▶ TASK TO CARRY OUT
Extract every item below word for word, leaving the pictures out of your answer.

▶ INPUT DATA
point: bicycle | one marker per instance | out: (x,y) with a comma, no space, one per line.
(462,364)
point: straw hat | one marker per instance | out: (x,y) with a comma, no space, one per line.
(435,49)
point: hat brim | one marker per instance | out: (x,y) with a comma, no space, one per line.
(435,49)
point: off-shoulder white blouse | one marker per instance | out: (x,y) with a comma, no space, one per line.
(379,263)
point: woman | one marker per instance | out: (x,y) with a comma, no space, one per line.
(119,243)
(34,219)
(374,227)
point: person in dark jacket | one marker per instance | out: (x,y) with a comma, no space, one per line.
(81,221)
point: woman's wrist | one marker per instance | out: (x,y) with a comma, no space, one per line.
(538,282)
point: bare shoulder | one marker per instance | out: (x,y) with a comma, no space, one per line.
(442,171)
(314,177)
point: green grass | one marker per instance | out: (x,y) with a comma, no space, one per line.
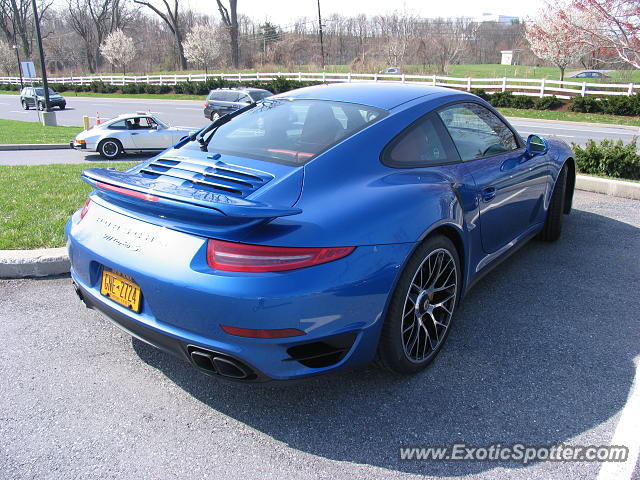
(15,131)
(608,177)
(36,202)
(571,116)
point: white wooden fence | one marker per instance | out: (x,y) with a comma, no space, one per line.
(518,86)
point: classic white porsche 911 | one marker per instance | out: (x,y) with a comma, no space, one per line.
(131,133)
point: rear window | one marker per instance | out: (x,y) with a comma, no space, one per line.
(260,94)
(291,131)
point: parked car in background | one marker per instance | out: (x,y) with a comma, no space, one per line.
(34,97)
(590,74)
(317,229)
(130,133)
(221,101)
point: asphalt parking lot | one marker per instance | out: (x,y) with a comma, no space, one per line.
(190,113)
(542,352)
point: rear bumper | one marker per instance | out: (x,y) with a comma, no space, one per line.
(339,305)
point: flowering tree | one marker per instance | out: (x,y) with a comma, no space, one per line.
(118,49)
(7,57)
(551,40)
(201,46)
(611,24)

▶ CORRECT RESULT
point: bicycle | one marker per instance | out: (x,y) with a comma, no space, one per line.
(462,364)
point: straw hat | one marker per instance | out: (x,y) with a comma, no space, one per line.
(435,49)
point: hat brim | one marker per instance | out: (x,y) with a comma, no space, one per line.
(435,49)
point: off-shoulder white blouse | one marker per instance | out: (x,y) with a comma, no space, one per line.
(379,263)
point: woman | one marker per instance | out: (x,y) with a comma, no space, one per line.
(119,243)
(34,219)
(374,227)
point: person in dark jacket | one marker per instance | out: (x,y) with a comma, no space, one per line.
(81,221)
point: woman's wrist | one marker per instance | out: (x,y) with a comma, no space, one per line.
(538,282)
point: bare shoulder | one marker per instance | out: (x,y) with a comma, no space, one per line.
(442,171)
(314,177)
point: green grass | one marker per instance | out: (x,y) with a comma, no space, one per line.
(15,131)
(608,177)
(36,202)
(571,116)
point: white wooden fence | one marker per instance | out: (x,y) with a comma, no space, one per line.
(518,86)
point: classic white porsche 911 | one marker per instance | out: (x,y) with a comma, no space, one per line.
(131,133)
point: rear window | one marker per instance | out: (x,y) with a comma, no space, one per line.
(260,94)
(291,131)
point: parked car in background | one marker per instance | out: (x,y) with a comma, no space, one per line.
(34,97)
(590,74)
(317,229)
(130,133)
(221,101)
point: asphalt parking lot | one marker per instance | out: (x,y) with a comma, no space, one per line.
(190,113)
(542,352)
point: rear bumper | one marker per instance | out: (x,y) with a comma, no space, one per line.
(339,305)
point: flowering tree | one marker per instance | out: (x,y) with a comma, no space, one per line.
(118,49)
(7,57)
(551,40)
(201,46)
(611,24)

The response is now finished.